╔══

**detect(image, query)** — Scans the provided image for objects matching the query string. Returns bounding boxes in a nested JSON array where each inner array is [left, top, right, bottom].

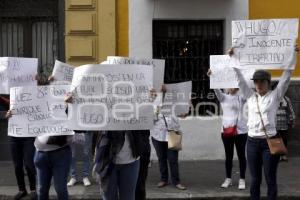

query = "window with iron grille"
[[0, 0, 64, 77], [153, 20, 224, 115]]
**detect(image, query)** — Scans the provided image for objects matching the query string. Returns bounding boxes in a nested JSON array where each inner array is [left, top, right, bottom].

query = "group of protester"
[[207, 46, 299, 200], [0, 73, 186, 200], [0, 45, 298, 200]]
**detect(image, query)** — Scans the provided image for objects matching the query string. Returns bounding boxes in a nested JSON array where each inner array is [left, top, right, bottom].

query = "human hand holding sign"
[[5, 110, 12, 119], [64, 93, 73, 103]]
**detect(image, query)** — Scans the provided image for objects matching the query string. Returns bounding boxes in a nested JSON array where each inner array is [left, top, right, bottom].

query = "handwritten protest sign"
[[210, 55, 255, 89], [68, 65, 153, 130], [232, 19, 299, 69], [51, 60, 74, 85], [0, 57, 38, 94], [8, 85, 73, 137], [162, 81, 192, 116], [106, 56, 165, 91]]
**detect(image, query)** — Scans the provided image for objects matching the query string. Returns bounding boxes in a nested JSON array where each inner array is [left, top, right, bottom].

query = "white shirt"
[[215, 90, 248, 134], [150, 110, 180, 142], [235, 58, 295, 138]]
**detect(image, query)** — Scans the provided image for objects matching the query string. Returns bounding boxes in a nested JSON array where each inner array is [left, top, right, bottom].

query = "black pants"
[[135, 130, 151, 200], [152, 138, 180, 185], [10, 137, 36, 191], [247, 137, 280, 200], [222, 134, 247, 179], [277, 130, 288, 147]]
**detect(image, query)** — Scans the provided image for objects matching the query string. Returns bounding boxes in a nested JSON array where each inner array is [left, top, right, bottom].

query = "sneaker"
[[175, 183, 186, 190], [14, 191, 27, 200], [28, 191, 37, 200], [67, 178, 77, 186], [221, 178, 232, 188], [238, 179, 246, 190], [82, 177, 92, 187], [157, 181, 168, 188]]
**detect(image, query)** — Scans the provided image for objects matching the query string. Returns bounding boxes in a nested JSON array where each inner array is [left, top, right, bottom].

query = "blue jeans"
[[9, 137, 36, 191], [247, 137, 280, 200], [103, 160, 140, 200], [152, 138, 180, 185], [71, 132, 93, 178], [34, 146, 72, 200]]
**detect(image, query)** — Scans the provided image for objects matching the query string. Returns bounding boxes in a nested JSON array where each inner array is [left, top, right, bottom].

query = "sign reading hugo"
[[8, 85, 73, 137], [68, 64, 153, 130], [232, 19, 299, 69]]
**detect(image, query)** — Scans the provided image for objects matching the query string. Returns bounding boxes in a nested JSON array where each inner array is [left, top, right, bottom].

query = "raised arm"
[[233, 68, 254, 99], [273, 45, 299, 100], [214, 89, 225, 102]]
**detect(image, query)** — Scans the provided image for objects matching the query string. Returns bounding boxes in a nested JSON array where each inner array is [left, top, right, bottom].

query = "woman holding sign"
[[207, 70, 248, 190], [4, 96, 36, 200], [150, 85, 187, 190], [229, 47, 299, 200]]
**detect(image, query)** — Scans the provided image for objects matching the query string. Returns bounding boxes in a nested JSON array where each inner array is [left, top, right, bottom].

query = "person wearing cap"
[[207, 69, 248, 190], [229, 47, 299, 200]]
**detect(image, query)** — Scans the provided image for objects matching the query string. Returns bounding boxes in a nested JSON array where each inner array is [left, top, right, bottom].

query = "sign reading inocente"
[[68, 64, 153, 130], [8, 85, 73, 137], [232, 19, 299, 69]]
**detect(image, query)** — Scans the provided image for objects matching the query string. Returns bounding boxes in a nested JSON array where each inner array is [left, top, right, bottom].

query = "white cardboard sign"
[[106, 56, 165, 92], [162, 81, 192, 116], [51, 60, 74, 85], [0, 57, 38, 94], [210, 55, 255, 89], [68, 64, 153, 130], [232, 19, 299, 69], [8, 85, 73, 137]]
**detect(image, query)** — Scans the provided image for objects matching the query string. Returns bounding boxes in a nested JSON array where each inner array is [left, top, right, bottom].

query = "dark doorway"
[[153, 20, 224, 115]]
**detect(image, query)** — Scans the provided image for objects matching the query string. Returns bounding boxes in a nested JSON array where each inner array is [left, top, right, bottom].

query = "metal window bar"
[[153, 20, 224, 115]]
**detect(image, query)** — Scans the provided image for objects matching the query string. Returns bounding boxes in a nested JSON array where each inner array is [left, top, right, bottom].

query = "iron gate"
[[153, 20, 224, 115]]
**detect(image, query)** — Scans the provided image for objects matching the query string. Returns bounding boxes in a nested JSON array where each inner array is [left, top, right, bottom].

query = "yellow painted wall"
[[116, 0, 129, 56], [249, 0, 300, 78], [65, 0, 119, 66]]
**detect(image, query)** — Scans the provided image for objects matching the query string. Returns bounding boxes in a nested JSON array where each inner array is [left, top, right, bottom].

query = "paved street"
[[0, 157, 300, 199], [0, 127, 300, 200]]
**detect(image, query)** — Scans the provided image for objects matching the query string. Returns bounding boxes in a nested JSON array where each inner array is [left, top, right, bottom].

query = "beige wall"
[[65, 0, 116, 66]]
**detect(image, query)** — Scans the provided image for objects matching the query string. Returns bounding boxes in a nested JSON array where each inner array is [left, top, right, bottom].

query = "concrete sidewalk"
[[0, 157, 300, 199]]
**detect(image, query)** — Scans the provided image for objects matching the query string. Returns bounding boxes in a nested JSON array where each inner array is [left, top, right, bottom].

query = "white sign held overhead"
[[106, 56, 165, 92], [51, 60, 74, 85], [162, 81, 192, 116], [210, 55, 255, 89], [232, 19, 299, 69], [0, 57, 38, 94], [8, 85, 73, 137], [68, 64, 153, 130]]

╚══

Directions for this task:
Render every line of the rows above as a Markdown table with the columns "Line" and "Content", numbering each line and skipping blank lines. Omit the pictures.

Written answer:
| Line | Content |
|---|---|
| 1 | **detect(image, query)** — Scans the provided image for objects matching the query string. Returns bounding boxes in a nested JSON array where each inner array is [left, top, right, bottom]. |
| 2 | query = "window with iron grille" |
| 3 | [[0, 0, 64, 77], [153, 20, 224, 115]] |
| 4 | **detect(image, query)** — Scans the provided image for objects matching the query string. Returns bounding boxes in a nested JSON array where each inner array is [left, top, right, bottom]. |
| 5 | query = "group of protester" |
| 6 | [[207, 46, 299, 200], [0, 73, 186, 200], [0, 45, 298, 200]] |
| 7 | **detect(image, query)** — Scans the provided image for objects matching the query string. Returns bounding boxes in a nested JSON array where each inner array is [left, top, right, bottom]. |
| 8 | query = "human hand holding sign" |
| 9 | [[5, 110, 12, 119], [64, 93, 73, 103]] |
| 10 | **detect(image, query)** — Scans the provided image for objects matching the query string. Returns bounding boxes in a nested JSON array where each inner array is [left, top, right, bottom]. |
| 11 | query = "handwritten protest sign" |
| 12 | [[210, 55, 255, 89], [68, 65, 153, 130], [232, 19, 299, 69], [51, 60, 74, 85], [0, 57, 38, 94], [8, 85, 73, 137], [162, 81, 192, 116], [106, 56, 165, 91]] |
| 13 | **detect(image, query)** — Scans the provided image for objects matching the query string. Returns bounding boxes in a nested JSON array where each inner array is [left, top, right, bottom]. |
| 14 | query = "white shirt" |
| 15 | [[215, 90, 248, 134], [150, 110, 180, 142], [235, 58, 295, 138]] |
| 16 | **detect(image, query)** — Scans the provided image for objects matching the query string. Returns bounding boxes in a nested JSON array where each inner array is [left, top, right, bottom]. |
| 17 | query = "black pants" |
| 18 | [[135, 130, 151, 200], [152, 138, 180, 185], [10, 137, 36, 191], [247, 137, 280, 200], [222, 134, 247, 179], [277, 130, 288, 147]] |
| 19 | **detect(image, query)** — Scans the provided image for objects matching the query string. Returns bounding boxes in a nested JSON array where each inner array is [left, top, right, bottom]. |
| 20 | query = "sneaker" |
| 21 | [[175, 183, 186, 190], [14, 191, 27, 200], [28, 191, 37, 200], [67, 178, 77, 186], [221, 178, 232, 188], [238, 179, 246, 190], [82, 177, 92, 187], [157, 181, 168, 188]] |
| 22 | **detect(image, query)** — Scans the provided image for objects matching the query string. Returns bounding boxes in a nested JSON array where each inner array is [left, top, right, bottom]. |
| 23 | query = "blue jeans" |
| 24 | [[9, 137, 36, 191], [247, 137, 280, 200], [103, 160, 140, 200], [152, 138, 180, 185], [71, 132, 93, 178], [34, 146, 72, 200]] |
| 25 | **detect(image, query)** — Scans the provided image for objects matching the query string. Returns bounding boxes in a nested JSON array where each inner array is [left, top, right, bottom]. |
| 26 | query = "sign reading hugo" |
| 27 | [[8, 85, 73, 137], [68, 64, 153, 130], [232, 19, 299, 69]] |
| 28 | **detect(image, query)** — Scans the provided image for objects matching the query string. Returns bounding boxes in a nested JSON array where each inner array is [left, top, right, bottom]. |
| 29 | query = "raised arm" |
| 30 | [[233, 68, 254, 99], [273, 45, 299, 100], [214, 89, 225, 102]] |
| 31 | **detect(image, query)** — Scans the provided image for objects matching the query string. Returns bounding boxes in a nested JSON array where each inner array is [left, top, right, bottom]. |
| 32 | query = "woman holding sign" |
| 33 | [[207, 70, 248, 190], [4, 96, 36, 200], [150, 85, 187, 190], [229, 47, 299, 200]] |
| 34 | **detect(image, query)** — Scans the provided image for objects matching the query string. Returns bounding boxes in a nested JSON array where each inner array is [left, top, right, bottom]. |
| 35 | query = "person wearing cap" |
| 36 | [[207, 69, 248, 190], [229, 47, 299, 200]] |
| 37 | **detect(image, query)** — Scans the provided image for objects matching the query string. Returns bounding boxes in a nested JSON array where each inner array is [left, top, right, bottom]. |
| 38 | query = "sign reading inocente" |
| 39 | [[68, 64, 153, 130], [8, 85, 73, 137], [232, 19, 299, 69]] |
| 40 | **detect(image, query)** — Scans the provided image for objects matching the query string. Returns bounding boxes in a nested JSON array where each inner array is [left, top, right, bottom]. |
| 41 | query = "white cardboard sign" |
| 42 | [[106, 56, 165, 92], [162, 81, 192, 116], [51, 60, 74, 85], [0, 57, 38, 94], [210, 55, 255, 89], [68, 64, 153, 130], [232, 19, 299, 69], [8, 85, 73, 137]] |
| 43 | **detect(image, query)** — Scans the provided image for objects matching the query string. Returns bounding boxes in a nested JSON array where each inner array is [left, top, right, bottom]. |
| 44 | query = "dark doorway" |
| 45 | [[153, 20, 224, 115]] |
| 46 | **detect(image, query)** — Scans the provided image for objects matching the query string. Returns bounding boxes in a nested JSON array where each inner array is [left, top, right, bottom]. |
| 47 | query = "metal window bar" |
| 48 | [[153, 20, 224, 115]] |
| 49 | **detect(image, query)** — Scans the provided image for objects matching the query string. Returns bounding boxes in a nested JSON array where each inner array is [left, top, right, bottom]. |
| 50 | query = "iron gate" |
| 51 | [[153, 20, 224, 115]] |
| 52 | **detect(image, query)** — Scans the provided image for objects matching the query string. Returns bounding boxes in a nested JSON array where each inner array is [left, top, right, bottom]. |
| 53 | query = "yellow painted wall" |
| 54 | [[116, 0, 129, 56], [249, 0, 300, 78], [65, 0, 119, 66]] |
| 55 | **detect(image, query)** — Scans the provided image for objects matching the query string. Returns bounding boxes in a nested JSON array where each inner array is [left, top, right, bottom]. |
| 56 | query = "paved street" |
| 57 | [[0, 157, 300, 199], [0, 127, 300, 200]] |
| 58 | **detect(image, query)** — Scans the provided image for objects matching the query string. Returns bounding boxes in a nested JSON array where each inner array is [left, top, right, bottom]. |
| 59 | query = "beige wall" |
| 60 | [[65, 0, 116, 66]] |
| 61 | **detect(image, query)** — Scans the provided image for objects matching the query string. Returns bounding boxes in a nested JSON array where each inner array is [left, top, right, bottom]. |
| 62 | query = "concrete sidewalk" |
| 63 | [[0, 157, 300, 199]] |
| 64 | **detect(image, query)** — Scans the provided image for objects matching the query string. Returns bounding boxes in a nested JSON array where each inner array is [left, top, right, bottom]. |
| 65 | query = "white sign held overhead" |
| 66 | [[106, 56, 165, 92], [51, 60, 74, 85], [162, 81, 192, 116], [210, 55, 255, 89], [232, 19, 299, 69], [0, 57, 38, 94], [8, 85, 73, 137], [68, 64, 153, 130]] |